# [Items from a data source]
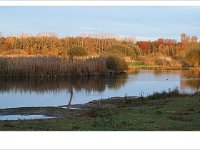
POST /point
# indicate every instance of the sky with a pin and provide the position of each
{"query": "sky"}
(140, 22)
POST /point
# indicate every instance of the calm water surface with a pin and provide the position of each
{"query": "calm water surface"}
(24, 117)
(57, 92)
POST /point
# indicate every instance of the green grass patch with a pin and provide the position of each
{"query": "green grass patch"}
(164, 112)
(137, 64)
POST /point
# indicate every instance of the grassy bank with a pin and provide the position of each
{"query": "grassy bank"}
(144, 66)
(158, 112)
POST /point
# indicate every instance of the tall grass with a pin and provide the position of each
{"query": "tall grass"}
(47, 67)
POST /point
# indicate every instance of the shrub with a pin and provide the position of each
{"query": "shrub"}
(76, 51)
(122, 50)
(193, 57)
(116, 63)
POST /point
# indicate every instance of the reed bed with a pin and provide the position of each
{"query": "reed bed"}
(50, 67)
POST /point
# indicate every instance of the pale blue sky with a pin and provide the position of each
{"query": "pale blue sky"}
(141, 22)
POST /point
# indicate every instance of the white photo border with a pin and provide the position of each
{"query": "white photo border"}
(100, 140)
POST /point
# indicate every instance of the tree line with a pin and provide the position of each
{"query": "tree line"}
(187, 49)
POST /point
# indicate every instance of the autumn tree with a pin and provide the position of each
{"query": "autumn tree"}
(76, 51)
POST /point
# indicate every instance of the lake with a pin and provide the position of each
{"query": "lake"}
(58, 92)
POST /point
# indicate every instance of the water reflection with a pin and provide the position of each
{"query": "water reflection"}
(69, 86)
(94, 84)
(60, 91)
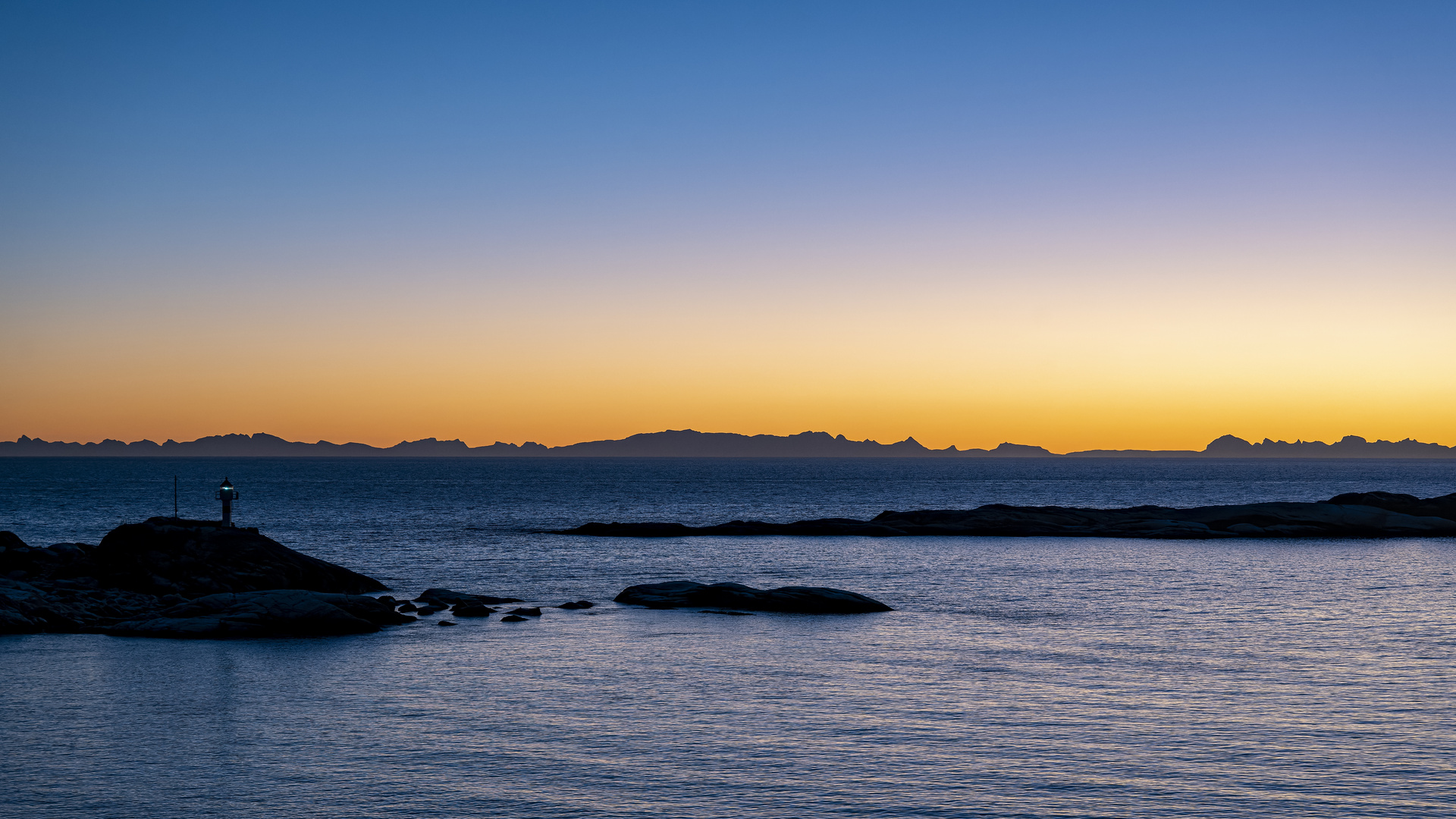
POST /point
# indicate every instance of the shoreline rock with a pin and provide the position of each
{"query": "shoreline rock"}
(1363, 515)
(146, 579)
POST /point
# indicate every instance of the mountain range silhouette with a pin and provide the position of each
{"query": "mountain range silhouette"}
(691, 444)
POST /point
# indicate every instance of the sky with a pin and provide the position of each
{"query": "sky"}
(1065, 223)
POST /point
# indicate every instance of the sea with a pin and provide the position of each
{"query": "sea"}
(1017, 676)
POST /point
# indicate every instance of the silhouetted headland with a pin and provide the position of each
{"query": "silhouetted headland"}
(1356, 515)
(691, 444)
(797, 599)
(199, 579)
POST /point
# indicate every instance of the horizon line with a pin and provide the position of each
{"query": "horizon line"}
(724, 445)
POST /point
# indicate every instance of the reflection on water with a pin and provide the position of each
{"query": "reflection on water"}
(1018, 676)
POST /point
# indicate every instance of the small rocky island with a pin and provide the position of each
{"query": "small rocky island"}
(794, 599)
(1354, 515)
(178, 577)
(206, 580)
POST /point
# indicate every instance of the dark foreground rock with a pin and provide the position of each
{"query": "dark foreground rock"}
(278, 613)
(1366, 515)
(145, 572)
(800, 599)
(200, 557)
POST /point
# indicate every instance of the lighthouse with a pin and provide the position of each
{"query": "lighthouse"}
(228, 494)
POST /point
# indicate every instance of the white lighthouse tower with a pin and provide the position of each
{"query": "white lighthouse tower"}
(228, 494)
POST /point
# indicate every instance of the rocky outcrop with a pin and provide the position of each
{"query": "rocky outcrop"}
(444, 598)
(1369, 515)
(799, 599)
(143, 572)
(201, 557)
(278, 613)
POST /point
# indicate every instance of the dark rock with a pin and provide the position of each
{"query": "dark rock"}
(194, 558)
(443, 598)
(278, 613)
(802, 599)
(142, 577)
(1366, 515)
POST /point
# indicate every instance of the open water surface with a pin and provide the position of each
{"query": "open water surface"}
(1028, 678)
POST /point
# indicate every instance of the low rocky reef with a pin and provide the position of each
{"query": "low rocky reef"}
(1354, 515)
(795, 599)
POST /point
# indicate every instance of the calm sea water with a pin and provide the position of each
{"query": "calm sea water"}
(1031, 678)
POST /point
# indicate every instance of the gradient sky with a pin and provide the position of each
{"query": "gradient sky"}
(1076, 224)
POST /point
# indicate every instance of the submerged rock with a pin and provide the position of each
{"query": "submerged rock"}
(444, 598)
(801, 599)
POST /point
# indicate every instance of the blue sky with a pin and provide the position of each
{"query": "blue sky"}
(672, 156)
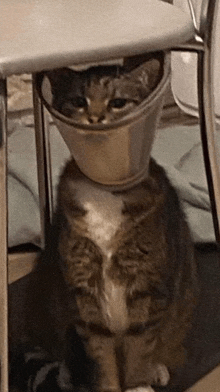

# [What to do]
Return each line above that contains the string "photo", treating uppercase and lowercase letters as distinct.

# [Exercise output]
# indicate every instance of the white photo border with a pin and provide the position of each
{"query": "white photo border"}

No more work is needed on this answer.